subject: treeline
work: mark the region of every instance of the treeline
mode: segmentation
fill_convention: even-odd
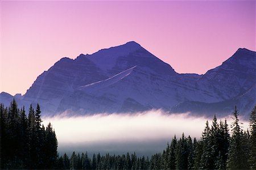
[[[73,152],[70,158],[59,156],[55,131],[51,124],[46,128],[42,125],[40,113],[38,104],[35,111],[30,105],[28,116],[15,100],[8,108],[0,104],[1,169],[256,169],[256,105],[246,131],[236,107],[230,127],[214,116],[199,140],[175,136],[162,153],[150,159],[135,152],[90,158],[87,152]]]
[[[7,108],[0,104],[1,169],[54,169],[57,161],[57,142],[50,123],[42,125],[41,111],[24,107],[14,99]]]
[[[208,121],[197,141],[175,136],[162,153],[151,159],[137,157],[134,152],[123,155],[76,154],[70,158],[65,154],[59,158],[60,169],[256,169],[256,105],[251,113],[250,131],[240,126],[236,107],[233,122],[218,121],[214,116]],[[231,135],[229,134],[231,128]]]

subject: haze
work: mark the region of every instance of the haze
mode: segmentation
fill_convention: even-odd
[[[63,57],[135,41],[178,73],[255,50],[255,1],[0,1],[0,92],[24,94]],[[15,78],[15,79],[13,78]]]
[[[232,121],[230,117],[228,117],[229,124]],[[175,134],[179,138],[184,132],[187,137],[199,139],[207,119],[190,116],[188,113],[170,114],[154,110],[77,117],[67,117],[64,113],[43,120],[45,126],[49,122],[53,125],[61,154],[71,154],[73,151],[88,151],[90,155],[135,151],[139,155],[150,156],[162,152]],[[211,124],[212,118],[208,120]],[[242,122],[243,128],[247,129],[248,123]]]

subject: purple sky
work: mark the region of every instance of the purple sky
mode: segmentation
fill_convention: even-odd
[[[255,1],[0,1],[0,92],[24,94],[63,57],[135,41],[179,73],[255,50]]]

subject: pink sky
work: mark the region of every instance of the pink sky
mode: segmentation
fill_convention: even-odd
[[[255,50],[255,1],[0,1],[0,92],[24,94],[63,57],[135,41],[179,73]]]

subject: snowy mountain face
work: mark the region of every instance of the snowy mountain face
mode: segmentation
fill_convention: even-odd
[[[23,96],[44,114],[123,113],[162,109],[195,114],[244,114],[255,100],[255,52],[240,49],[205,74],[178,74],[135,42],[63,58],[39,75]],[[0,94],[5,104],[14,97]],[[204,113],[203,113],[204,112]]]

→ **Task prompt**
Rewrite the records starting at the line containing "subject: purple sky" and ending at the end of the records, with "mark" replaced by "outline" and nothing else changed.

→ **Exercise response**
subject: purple sky
work: outline the region of every instance of the purple sky
mode: segmentation
fill_convention: even-odd
[[[255,1],[0,1],[0,92],[24,94],[63,57],[135,41],[179,73],[255,50]]]

subject: pink sky
work: outline the region of every instance of the pink sky
mode: segmentation
fill_convention: even-odd
[[[255,50],[255,1],[0,1],[0,92],[24,94],[63,57],[135,41],[179,73]]]

subject: snowy mountain face
work: outline the region of every instance of the snowy mountain face
mode: segmentation
fill_convention: even-odd
[[[23,96],[44,114],[123,113],[162,109],[195,114],[244,114],[255,100],[255,52],[240,49],[205,74],[178,74],[135,42],[63,58],[39,75]],[[0,94],[5,104],[14,97]],[[204,113],[203,113],[204,112]]]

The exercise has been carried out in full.